Saved entries
--------------------------------------------------

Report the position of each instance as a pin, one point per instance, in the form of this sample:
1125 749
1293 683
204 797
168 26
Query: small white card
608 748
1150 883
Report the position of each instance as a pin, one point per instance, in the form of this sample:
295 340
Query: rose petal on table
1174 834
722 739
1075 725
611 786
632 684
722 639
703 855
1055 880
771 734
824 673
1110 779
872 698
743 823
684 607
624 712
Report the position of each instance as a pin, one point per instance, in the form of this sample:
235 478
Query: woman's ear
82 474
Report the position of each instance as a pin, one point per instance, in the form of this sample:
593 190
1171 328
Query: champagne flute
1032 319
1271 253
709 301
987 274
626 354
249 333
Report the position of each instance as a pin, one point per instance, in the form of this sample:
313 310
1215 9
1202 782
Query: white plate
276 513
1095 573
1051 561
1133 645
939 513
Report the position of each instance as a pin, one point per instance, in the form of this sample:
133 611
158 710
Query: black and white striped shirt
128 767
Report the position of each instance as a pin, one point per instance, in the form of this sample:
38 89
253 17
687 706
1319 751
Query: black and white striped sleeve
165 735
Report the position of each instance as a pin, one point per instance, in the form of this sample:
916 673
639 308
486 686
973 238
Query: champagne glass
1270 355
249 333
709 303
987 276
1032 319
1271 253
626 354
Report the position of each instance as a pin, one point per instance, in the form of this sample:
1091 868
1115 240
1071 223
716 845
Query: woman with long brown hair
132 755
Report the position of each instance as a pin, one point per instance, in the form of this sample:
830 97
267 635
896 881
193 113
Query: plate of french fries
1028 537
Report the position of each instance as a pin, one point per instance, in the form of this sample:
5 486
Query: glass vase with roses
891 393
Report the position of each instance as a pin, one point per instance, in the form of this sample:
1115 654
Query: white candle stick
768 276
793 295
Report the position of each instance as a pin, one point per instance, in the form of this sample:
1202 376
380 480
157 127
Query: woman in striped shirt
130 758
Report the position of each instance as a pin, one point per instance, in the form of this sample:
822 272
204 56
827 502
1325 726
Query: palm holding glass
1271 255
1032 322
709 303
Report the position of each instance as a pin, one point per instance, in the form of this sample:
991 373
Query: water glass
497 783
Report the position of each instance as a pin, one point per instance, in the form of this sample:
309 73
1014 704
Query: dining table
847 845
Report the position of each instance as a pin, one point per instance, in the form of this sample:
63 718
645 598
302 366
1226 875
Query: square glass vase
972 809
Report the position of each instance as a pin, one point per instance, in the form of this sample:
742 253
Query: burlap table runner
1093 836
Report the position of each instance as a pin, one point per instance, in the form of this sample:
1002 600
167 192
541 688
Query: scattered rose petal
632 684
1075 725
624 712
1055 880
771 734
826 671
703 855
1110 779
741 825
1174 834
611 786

--------------------------------------------------

▶ _WHAT THE TASK ASKS_: Give back each line above exactly as written.

▶ _ANSWER FOR THE TASK_:
Report the position of each instance as a pin, one point per instance, in the form of this sample:
1125 749
1293 683
204 797
168 26
Query: small white card
608 748
1150 883
Report the position of each instance as a pin, one point per instance, in the form of this sample:
295 340
Query: rose petal on table
1174 834
722 739
1075 725
611 786
632 684
722 639
703 855
1055 880
771 734
824 673
1110 779
872 698
743 823
684 607
624 712
Report the position of each instance as a pin, one point per instance, in the form of this sample:
235 478
Query: woman's ear
82 474
Report the position of each instance as a pin, one point per instance, in the form of this sample:
593 190
1171 328
Query: champagne flute
1032 319
1271 253
709 301
987 274
626 354
249 333
Report the position of each instance as a pin, one point per instance, in the form of this sample:
313 310
1215 9
1202 782
Query: white plate
276 513
1095 573
1051 561
1133 645
939 513
Report the position of each instance as a pin, one point per instance, in the form of this sample:
133 611
158 710
Query: black and white striped shirt
128 767
Report the position of each instance as a pin, one point per instance, in the form of this sample:
38 89
253 17
687 706
1319 751
Query: black and white striped sleeve
165 735
Report the position of each instance as a pin, one point per instance, in the form of this sample:
916 673
639 308
486 686
973 238
Query: champagne glass
1270 355
249 333
709 303
987 276
1032 319
1271 253
626 354
Report the position of each instance as a pin, one point per instance, in the form of this sample:
1091 868
1115 240
1071 223
716 845
Query: woman with long brown hair
132 755
Report the position of each instance as a pin, one point per instance, in the form of this sample:
830 97
267 635
896 881
193 113
Query: plate of french fries
1028 537
Report the position of each instance as a pin, one point per instance, in the form of this sample:
5 486
Query: glass vase with roses
891 393
Report the position of each instance as a pin, one point per instance, in the form of this sample:
1115 654
Query: white candle stick
768 276
793 295
Report the position of each instance as a pin, one point per instance, in the form of this sample:
1202 376
380 480
157 127
Query: woman in striped shirt
130 758
Report the position of each instance as a pin, one point per instance, in the form of this sample:
822 272
204 56
827 502
1325 726
Query: palm holding glass
1271 255
1032 322
709 303
Report the position of each instance as a pin, one point per instance, in the form of this sample:
991 373
Query: water glass
497 783
Report the position of each instance as a pin, one point per instance, in the form of this sample:
309 73
1014 704
Query: dining table
847 845
Report the position of each instance as a pin, one point per instance, in the form of this sample:
63 718
645 598
302 366
1226 875
Query: square glass vase
972 809
Report the position of each instance as a pin, one point per instance, in the form of this sample:
742 253
Query: burlap table runner
1093 836
Report the position of each instance as a pin, one point per instance, in the form of this sample:
1002 600
167 192
541 688
Query: scattered rose petal
632 684
1075 725
624 712
1055 880
771 734
826 671
703 855
1110 779
741 825
1174 834
611 786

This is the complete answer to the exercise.